RAG Pipeline

ContextRouter’s RAG implementation goes far beyond simple vector search. It’s a sophisticated, multi-stage pipeline designed for accuracy, diversity, and full provenance tracking.

Pipeline Overview

When a user asks a question, the RAG pipeline:

Query
  │
  ▼
┌────────────────────────────────────────────────────────────┐
│                    Intent Detection                         │
│  • Classify query type (RAG, web, direct)                  │
│  • Generate optimized search queries                       │
│  • Extract taxonomy concepts                               │
└────────────────────────┬───────────────────────────────────┘
                         │
                         ▼
┌────────────────────────────────────────────────────────────┐
│                   Parallel Retrieval                        │
│                                                            │
│   ┌──────────┐  ┌──────────┐  ┌──────────┐               │
│   │Providers │  │Connectors│  │  Graph   │               │
│   │(Postgres)│  │  (Web)   │  │  Facts   │               │
│   └────┬─────┘  └────┬─────┘  └────┬─────┘               │
│        │             │             │                      │
│        └─────────────┴─────────────┘                      │
│                      │                                     │
└──────────────────────┼─────────────────────────────────────┘
                       │
                       ▼
┌────────────────────────────────────────────────────────────┐
│                   Deduplication                             │
│  • SHA256 hash of URL + snippet + content                  │
│  • Prevents duplicate citations                            │
└────────────────────────┬───────────────────────────────────┘
                         │
                         ▼
┌────────────────────────────────────────────────────────────┐
│                     Reranking                               │
│  • Vertex AI Ranking (neural)                              │
│  • MMR for diversity                                       │
│  • Hybrid fusion (vector + keyword)                        │
└────────────────────────┬───────────────────────────────────┘
                         │
                         ▼
┌────────────────────────────────────────────────────────────┐
│                   Citation Building                         │
│  • Per-source type limits                                  │
│  • Deduplication by source                                 │
│  • Provenance attachment                                   │
└────────────────────────┬───────────────────────────────────┘
                         │
                         ▼
                   Generation

Key Features

Multi-Source Retrieval

Fetch context from multiple sources simultaneously:

Vector stores: Postgres + pgvector, Vertex AI Search
Knowledge graphs: Cognee integration, Postgres KG
Live connectors: Web search, RSS feeds

All sources are queried in parallel for minimum latency.

■ **Boundary labeling rows**

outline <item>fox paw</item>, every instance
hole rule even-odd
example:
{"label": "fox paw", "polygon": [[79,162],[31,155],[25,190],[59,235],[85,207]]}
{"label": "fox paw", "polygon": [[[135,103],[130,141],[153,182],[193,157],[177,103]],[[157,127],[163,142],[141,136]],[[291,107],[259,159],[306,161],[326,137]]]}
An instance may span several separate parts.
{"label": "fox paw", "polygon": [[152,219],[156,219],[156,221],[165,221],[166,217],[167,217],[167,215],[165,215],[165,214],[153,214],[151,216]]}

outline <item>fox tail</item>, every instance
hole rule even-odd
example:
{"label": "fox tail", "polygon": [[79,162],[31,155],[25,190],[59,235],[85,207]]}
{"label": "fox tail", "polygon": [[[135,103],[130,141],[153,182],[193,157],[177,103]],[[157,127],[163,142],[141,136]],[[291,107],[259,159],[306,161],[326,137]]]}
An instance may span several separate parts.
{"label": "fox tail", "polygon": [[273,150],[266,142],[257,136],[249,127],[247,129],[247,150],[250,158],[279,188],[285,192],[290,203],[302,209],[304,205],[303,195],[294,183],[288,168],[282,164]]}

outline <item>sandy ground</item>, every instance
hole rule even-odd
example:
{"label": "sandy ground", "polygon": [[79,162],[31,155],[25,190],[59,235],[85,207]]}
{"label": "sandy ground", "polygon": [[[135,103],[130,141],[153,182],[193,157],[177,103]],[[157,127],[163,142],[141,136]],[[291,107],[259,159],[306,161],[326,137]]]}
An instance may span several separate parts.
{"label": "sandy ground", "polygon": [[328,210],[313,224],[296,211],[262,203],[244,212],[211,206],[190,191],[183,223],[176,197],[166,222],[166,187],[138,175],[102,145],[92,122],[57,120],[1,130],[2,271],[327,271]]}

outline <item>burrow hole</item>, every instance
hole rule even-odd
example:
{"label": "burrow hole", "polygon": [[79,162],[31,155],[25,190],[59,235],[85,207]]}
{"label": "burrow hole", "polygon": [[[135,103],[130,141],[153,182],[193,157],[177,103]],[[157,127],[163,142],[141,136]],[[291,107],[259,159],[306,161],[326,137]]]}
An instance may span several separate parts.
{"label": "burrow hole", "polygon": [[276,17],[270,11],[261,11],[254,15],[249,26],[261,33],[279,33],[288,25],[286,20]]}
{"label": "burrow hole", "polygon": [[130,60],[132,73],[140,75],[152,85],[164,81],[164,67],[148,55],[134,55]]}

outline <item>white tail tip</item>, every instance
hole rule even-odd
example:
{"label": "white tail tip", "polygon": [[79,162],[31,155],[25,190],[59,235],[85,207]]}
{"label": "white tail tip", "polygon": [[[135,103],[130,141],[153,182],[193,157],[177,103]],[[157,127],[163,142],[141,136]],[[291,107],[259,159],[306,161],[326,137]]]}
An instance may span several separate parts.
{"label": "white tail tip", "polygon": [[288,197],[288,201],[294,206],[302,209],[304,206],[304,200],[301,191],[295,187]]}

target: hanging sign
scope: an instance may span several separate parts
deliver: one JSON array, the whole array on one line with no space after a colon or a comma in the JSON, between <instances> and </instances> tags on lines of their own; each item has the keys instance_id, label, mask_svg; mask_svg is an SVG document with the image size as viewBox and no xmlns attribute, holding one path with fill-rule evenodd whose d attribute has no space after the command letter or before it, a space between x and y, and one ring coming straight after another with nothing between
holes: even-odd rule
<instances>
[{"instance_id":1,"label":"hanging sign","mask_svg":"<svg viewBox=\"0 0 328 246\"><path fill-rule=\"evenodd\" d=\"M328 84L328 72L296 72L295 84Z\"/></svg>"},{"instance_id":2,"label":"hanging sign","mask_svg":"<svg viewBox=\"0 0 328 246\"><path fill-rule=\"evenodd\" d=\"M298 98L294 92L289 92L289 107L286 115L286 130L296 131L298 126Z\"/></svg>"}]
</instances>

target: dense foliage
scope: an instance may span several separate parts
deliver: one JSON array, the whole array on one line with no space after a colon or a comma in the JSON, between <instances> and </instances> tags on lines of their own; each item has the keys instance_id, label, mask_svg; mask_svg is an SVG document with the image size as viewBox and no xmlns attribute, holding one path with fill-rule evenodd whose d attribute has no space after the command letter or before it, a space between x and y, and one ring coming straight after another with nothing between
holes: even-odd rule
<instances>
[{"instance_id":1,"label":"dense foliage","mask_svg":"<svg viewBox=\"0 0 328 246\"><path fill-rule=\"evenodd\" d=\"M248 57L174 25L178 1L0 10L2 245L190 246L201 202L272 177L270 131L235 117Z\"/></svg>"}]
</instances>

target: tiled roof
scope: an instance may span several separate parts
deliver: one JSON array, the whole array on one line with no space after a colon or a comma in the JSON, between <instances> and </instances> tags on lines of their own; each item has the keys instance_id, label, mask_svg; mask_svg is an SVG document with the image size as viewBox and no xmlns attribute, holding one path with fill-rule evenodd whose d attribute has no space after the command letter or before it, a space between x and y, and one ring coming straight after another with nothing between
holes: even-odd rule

■ **BRIEF**
In the RAG pipeline page, swap "Live connectors" for "Real-time connectors" and give again the part that opens with the words containing "Vector stores: Postgres" and closes with "for minimum latency.".

■ **RESPONSE**
Vector stores: Postgres + pgvector, Vertex AI Search
Knowledge graphs: Cognee integration, Postgres KG
Real-time connectors: Web search, RSS feeds

All sources are queried in parallel for minimum latency.